WHAT THE EXERCISE ASKS: Return each line of the listing below that contains the string "bottle", treating uppercase and lowercase letters as different.
------ MATERIAL FOR THIS TASK
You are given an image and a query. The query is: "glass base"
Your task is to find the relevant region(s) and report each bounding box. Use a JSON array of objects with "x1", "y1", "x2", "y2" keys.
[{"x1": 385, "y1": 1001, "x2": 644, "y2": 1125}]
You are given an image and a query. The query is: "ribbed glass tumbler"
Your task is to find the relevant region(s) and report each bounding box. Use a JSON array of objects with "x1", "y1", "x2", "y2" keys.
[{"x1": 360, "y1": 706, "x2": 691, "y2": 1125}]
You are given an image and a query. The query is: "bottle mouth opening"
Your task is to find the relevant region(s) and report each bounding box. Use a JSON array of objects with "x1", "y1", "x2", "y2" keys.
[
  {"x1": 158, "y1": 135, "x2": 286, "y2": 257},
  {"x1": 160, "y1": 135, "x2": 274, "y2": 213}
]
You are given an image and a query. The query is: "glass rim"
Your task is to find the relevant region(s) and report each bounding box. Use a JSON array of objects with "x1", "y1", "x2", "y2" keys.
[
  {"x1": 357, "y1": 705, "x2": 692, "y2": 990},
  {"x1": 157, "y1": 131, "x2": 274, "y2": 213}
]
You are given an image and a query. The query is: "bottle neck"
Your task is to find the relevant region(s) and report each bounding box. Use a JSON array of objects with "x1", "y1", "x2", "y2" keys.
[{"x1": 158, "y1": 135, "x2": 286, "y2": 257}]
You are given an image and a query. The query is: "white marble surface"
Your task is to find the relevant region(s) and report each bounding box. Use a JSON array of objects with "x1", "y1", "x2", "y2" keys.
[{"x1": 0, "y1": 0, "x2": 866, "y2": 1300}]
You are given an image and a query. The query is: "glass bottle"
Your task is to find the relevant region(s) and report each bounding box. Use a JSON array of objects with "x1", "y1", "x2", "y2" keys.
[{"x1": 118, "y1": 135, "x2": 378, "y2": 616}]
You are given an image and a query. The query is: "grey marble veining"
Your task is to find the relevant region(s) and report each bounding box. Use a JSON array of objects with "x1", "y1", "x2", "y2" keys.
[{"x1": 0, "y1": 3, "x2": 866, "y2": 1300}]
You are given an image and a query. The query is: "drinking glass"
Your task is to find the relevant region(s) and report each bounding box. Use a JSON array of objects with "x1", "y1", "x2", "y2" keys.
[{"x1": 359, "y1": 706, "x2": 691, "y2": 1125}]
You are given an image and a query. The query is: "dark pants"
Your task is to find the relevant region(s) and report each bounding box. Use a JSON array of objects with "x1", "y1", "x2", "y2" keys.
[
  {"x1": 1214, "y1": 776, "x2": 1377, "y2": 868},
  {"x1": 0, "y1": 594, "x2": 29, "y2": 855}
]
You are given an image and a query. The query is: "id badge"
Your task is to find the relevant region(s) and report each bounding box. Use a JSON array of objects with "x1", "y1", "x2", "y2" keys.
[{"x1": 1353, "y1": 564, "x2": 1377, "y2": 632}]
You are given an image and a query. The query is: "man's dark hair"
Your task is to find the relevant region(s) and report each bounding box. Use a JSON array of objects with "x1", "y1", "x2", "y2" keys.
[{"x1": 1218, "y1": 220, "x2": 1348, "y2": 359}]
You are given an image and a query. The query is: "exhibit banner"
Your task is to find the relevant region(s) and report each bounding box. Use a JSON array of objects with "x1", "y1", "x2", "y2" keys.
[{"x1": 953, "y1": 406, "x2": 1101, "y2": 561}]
------------
FINISHED TASK:
You are given an image and a query. The query is: "bottle mouth opening"
You are given an image and a query. The query is: "bottle neck"
You are given an image and a query. The query is: "glass bottle"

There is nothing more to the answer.